#### [DESCRIPTION DE LA TÂCHE]
Poursuivez l'article sur la spécificité CSS à partir de l'endroit où il s'arrête.

#### [EXTRAIT DU DOCUMENT]
Comprendre la spécificité CSS

Ou enfin comprendre pourquoi ce langage n'en fait qu'à sa tête


Sommaire

  1. Introduction
  2. Le problème observable
  3. Les règles du jeu
  4. Le vrai problème : la maintenabilité
  5. Une première partie de la solution : le specificity graph
  6. L'autre partie de la solution : simplifier nos sélecteurs
  7. Conclusion : de la méthode et des bonnes pratiques

1 - Introduction

La spécificité fait partie des deux notions les plus importantes du langage CSS, l'autre étant évidemment la fameuse cascade.

La compréhension de cette spécificité est essentielle à une bonne maîtrise du langage, et fait à l'heure actuelle défaut à trop de développeurs pourtant expérimentés. La raison : cette notion n'est que trop rarement abordée dans les cours/tutos/livres/formations sur CSS. Quand elle l'est, c'est souvent de façon beaucoup trop concise, imprécise voire inexacte.

#### [ENREGISTREMENTS]
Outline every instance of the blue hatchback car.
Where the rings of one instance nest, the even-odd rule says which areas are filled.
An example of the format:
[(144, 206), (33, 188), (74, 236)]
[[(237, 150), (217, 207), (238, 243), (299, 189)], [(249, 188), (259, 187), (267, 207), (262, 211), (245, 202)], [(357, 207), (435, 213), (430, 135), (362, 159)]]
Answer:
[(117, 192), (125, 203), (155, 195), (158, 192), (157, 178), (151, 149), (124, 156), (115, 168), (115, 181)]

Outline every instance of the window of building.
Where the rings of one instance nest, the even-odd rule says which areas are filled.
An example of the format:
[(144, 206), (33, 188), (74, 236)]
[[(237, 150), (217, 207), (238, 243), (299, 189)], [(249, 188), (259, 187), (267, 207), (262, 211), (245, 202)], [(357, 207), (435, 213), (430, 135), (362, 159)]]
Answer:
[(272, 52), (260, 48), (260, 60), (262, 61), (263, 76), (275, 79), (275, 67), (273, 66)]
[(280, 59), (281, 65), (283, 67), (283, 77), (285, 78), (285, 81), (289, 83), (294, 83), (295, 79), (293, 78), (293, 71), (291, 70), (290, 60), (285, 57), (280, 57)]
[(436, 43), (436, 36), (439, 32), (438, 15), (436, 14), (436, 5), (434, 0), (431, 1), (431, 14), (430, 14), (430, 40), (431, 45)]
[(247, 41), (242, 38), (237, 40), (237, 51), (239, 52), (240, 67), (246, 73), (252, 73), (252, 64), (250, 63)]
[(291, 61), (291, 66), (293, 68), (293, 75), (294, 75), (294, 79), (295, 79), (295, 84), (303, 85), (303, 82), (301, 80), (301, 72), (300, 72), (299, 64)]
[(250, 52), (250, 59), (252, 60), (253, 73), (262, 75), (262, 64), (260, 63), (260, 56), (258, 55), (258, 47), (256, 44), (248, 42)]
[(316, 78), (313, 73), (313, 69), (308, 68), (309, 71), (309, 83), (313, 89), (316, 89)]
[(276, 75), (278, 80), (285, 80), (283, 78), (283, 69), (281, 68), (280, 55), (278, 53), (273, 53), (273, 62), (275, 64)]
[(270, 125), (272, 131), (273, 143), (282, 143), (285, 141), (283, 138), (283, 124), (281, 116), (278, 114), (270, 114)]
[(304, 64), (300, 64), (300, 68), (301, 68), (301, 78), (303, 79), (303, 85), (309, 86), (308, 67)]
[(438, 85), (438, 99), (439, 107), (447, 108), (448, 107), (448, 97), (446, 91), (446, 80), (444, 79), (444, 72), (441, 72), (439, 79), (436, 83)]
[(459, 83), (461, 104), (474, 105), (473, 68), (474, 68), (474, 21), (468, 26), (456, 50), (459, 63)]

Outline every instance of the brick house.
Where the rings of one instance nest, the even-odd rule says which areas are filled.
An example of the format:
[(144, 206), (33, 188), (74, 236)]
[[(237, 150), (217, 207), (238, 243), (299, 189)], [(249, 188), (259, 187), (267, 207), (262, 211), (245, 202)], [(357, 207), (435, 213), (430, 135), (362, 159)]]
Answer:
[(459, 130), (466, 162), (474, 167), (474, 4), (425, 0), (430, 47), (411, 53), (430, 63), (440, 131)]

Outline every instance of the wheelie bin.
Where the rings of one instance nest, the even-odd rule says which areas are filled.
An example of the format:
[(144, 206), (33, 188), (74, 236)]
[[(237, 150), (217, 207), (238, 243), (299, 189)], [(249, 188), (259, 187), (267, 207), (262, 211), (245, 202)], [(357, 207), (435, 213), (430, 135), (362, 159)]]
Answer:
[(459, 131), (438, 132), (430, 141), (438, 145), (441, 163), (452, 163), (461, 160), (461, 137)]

#### [RÉPONSE RÉDIGÉE]
Évidemment il existe sur le web quantité de ressources directement consacrées à la spécificité. Il est possible de trouver quantité de tutos, articles, vidéos et packages dédiés à cela. Mais ce sont généralement des ressources qui sont spécifiquement dédiées à la spécificité. Cela représente un apprentissage supplémentaire à celui du langage étant donné que la notion est trop souvent absente des cours pour débutants ou des livres traitant de l'ensemble du langage. Et pourtant cette notion est si importante qu'elle devrait faire partie de tous les programmes d'apprentissage de CSS. C'est le problème que j'essaye de contribuer à solutionner en incluant cette notion dans mes cours, en insistant dessus.

C'est aussi ce que je tente de faire ici en improvisant ce tuto.

2 - Le problème observable

Lorsqu'on apprend CSS, on apprend en général qu'en cas de conflits entre deux déclarations de propriétés, c'est celle écrite dans la règle la plus bas dans le code CSS qui "gagne".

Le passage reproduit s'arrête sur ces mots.